● REQUEST
Arrange every line of the rows below as a Markdown table with the columns "No." and "Entry", giving each line's number and its text. Omit the pictures and any blank lines.
— begin DATASET —
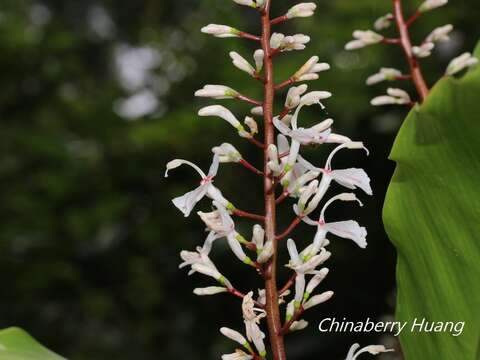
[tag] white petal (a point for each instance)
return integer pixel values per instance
(187, 202)
(349, 230)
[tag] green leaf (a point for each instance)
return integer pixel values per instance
(16, 344)
(432, 215)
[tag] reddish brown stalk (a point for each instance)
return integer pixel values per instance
(256, 142)
(241, 295)
(406, 43)
(241, 213)
(295, 317)
(250, 167)
(248, 36)
(284, 84)
(271, 291)
(282, 197)
(290, 228)
(288, 284)
(249, 100)
(279, 20)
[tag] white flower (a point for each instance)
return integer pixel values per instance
(242, 64)
(251, 124)
(221, 31)
(431, 4)
(301, 10)
(250, 3)
(225, 114)
(424, 50)
(217, 92)
(309, 71)
(227, 153)
(315, 281)
(257, 110)
(276, 40)
(318, 299)
(235, 336)
(303, 267)
(266, 252)
(293, 96)
(394, 97)
(347, 229)
(385, 74)
(187, 202)
(298, 325)
(221, 224)
(464, 61)
(440, 34)
(211, 290)
(259, 56)
(237, 355)
(251, 318)
(288, 43)
(383, 22)
(363, 38)
(372, 349)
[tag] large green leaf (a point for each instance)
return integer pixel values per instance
(16, 344)
(432, 215)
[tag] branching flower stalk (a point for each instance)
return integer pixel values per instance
(286, 175)
(413, 54)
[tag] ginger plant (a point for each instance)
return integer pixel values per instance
(413, 53)
(286, 175)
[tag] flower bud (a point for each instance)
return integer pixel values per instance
(221, 31)
(383, 22)
(301, 10)
(251, 124)
(227, 153)
(424, 50)
(217, 92)
(211, 290)
(242, 64)
(440, 34)
(464, 61)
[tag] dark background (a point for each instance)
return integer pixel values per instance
(97, 96)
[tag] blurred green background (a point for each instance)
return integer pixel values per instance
(96, 97)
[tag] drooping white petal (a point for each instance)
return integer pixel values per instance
(301, 10)
(352, 178)
(221, 31)
(211, 290)
(187, 202)
(217, 92)
(318, 299)
(349, 230)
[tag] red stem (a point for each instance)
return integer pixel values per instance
(249, 100)
(406, 44)
(272, 308)
(290, 228)
(248, 36)
(250, 167)
(241, 295)
(248, 215)
(284, 84)
(279, 20)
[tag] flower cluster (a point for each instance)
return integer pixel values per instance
(413, 53)
(288, 172)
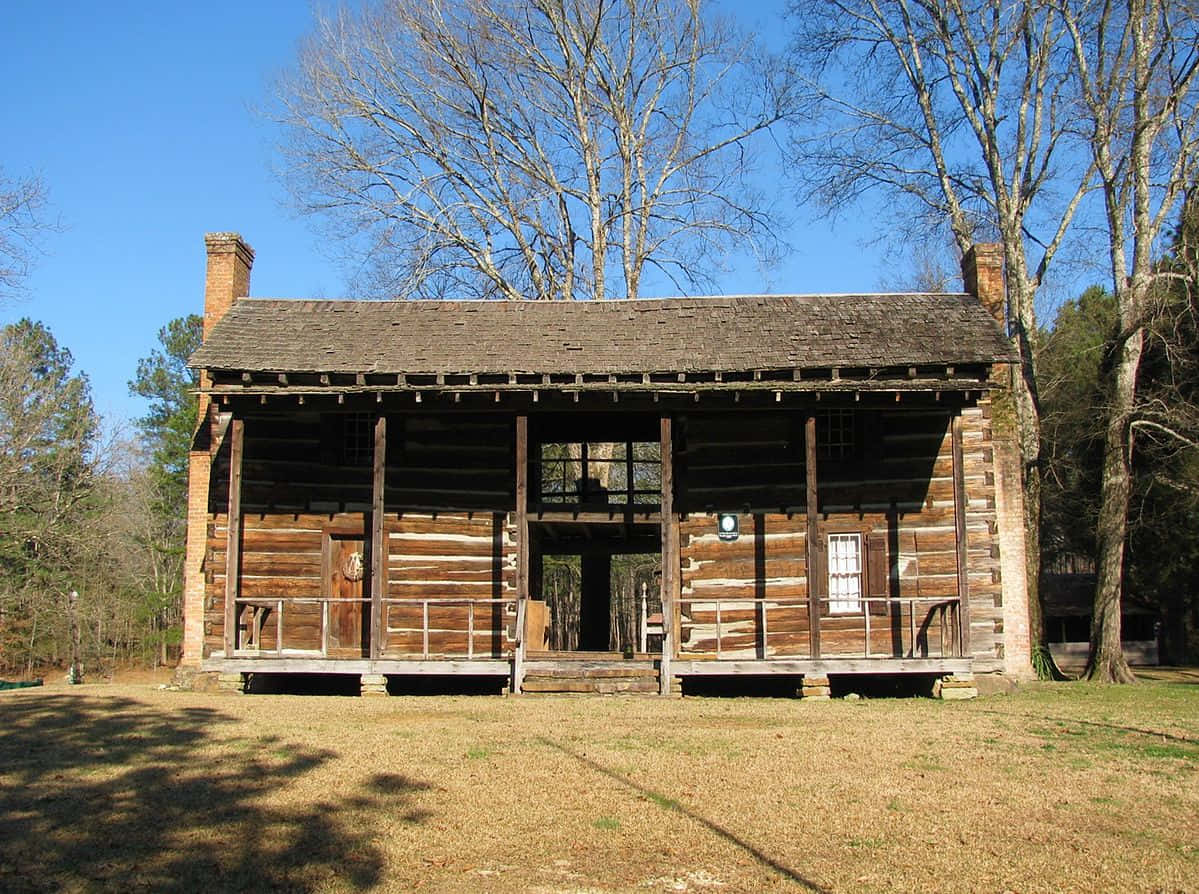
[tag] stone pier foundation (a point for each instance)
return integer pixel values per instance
(815, 688)
(374, 684)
— end DATASET —
● SOLUTION
| No. | Entry |
|---|---|
| 1 | [tag] white petal (a point for each instance) |
| 2 | return integer pixel values per instance |
| 3 | (187, 202) |
| 4 | (349, 230) |
| 5 | [tag] green leaf (a point for each instance) |
| 6 | return integer pixel values per instance |
| 7 | (16, 344) |
| 8 | (432, 215) |
| 9 | [tag] reddish brown stalk (a point for each instance) |
| 10 | return integer pixel values per instance |
| 11 | (256, 142) |
| 12 | (241, 295) |
| 13 | (406, 43) |
| 14 | (241, 213) |
| 15 | (295, 317) |
| 16 | (250, 167) |
| 17 | (248, 36) |
| 18 | (284, 84) |
| 19 | (271, 291) |
| 20 | (282, 197) |
| 21 | (290, 228) |
| 22 | (288, 284) |
| 23 | (249, 100) |
| 24 | (279, 20) |
| 25 | [tag] white flower (a point for each instance) |
| 26 | return integer pixel values per instance |
| 27 | (242, 64) |
| 28 | (251, 124) |
| 29 | (221, 31) |
| 30 | (431, 4) |
| 31 | (301, 10) |
| 32 | (250, 3) |
| 33 | (225, 114) |
| 34 | (424, 50) |
| 35 | (217, 92) |
| 36 | (309, 71) |
| 37 | (227, 153) |
| 38 | (315, 281) |
| 39 | (257, 110) |
| 40 | (276, 40) |
| 41 | (318, 299) |
| 42 | (235, 336) |
| 43 | (303, 267) |
| 44 | (266, 252) |
| 45 | (293, 96) |
| 46 | (394, 97) |
| 47 | (347, 229) |
| 48 | (385, 74) |
| 49 | (187, 202) |
| 50 | (298, 325) |
| 51 | (221, 224) |
| 52 | (464, 61) |
| 53 | (440, 34) |
| 54 | (211, 290) |
| 55 | (259, 56) |
| 56 | (237, 355) |
| 57 | (251, 318) |
| 58 | (288, 43) |
| 59 | (383, 22) |
| 60 | (363, 38) |
| 61 | (372, 349) |
| 62 | [tag] large green leaf (a point for each instance) |
| 63 | return integer pixel values per instance |
| 64 | (16, 344) |
| 65 | (432, 215) |
| 66 | [tag] branching flower stalk (a point for each instance) |
| 67 | return integer pixel values per instance |
| 68 | (286, 175) |
| 69 | (413, 54) |
| 70 | [tag] ginger plant (a point for each instance) |
| 71 | return integer pixel values per instance |
| 72 | (413, 53) |
| 73 | (286, 175) |
| 74 | [tag] flower bud (a point for each instance) |
| 75 | return integer pixel values per instance |
| 76 | (221, 31) |
| 77 | (383, 22) |
| 78 | (301, 10) |
| 79 | (251, 124) |
| 80 | (227, 153) |
| 81 | (424, 50) |
| 82 | (217, 92) |
| 83 | (211, 290) |
| 84 | (242, 64) |
| 85 | (440, 34) |
| 86 | (464, 61) |
| 87 | [tag] dark background (a point for each instance) |
| 88 | return integer pixel values per instance |
| 89 | (97, 96) |
| 90 | [tag] blurred green background (a point for each instance) |
| 91 | return integer pixel values per instance |
| 92 | (96, 97) |
| 93 | [tag] drooping white petal (a point for each instance) |
| 94 | return integer pixel values per instance |
| 95 | (301, 10) |
| 96 | (352, 178) |
| 97 | (221, 31) |
| 98 | (211, 290) |
| 99 | (187, 202) |
| 100 | (217, 92) |
| 101 | (318, 299) |
| 102 | (349, 230) |
| 103 | [tag] red stem (a point for each instance) |
| 104 | return integer pixel values per instance |
| 105 | (249, 100) |
| 106 | (406, 44) |
| 107 | (272, 308) |
| 108 | (290, 228) |
| 109 | (248, 36) |
| 110 | (250, 167) |
| 111 | (241, 295) |
| 112 | (248, 215) |
| 113 | (284, 84) |
| 114 | (279, 20) |
| 115 | [tag] flower cluster (a point for each instance) |
| 116 | return integer pixel values per instance |
| 117 | (413, 53) |
| 118 | (288, 172) |
| 119 | [tag] stone pier foundation (a point for each instance) |
| 120 | return integer pixel values per instance |
| 121 | (815, 688) |
| 122 | (374, 684) |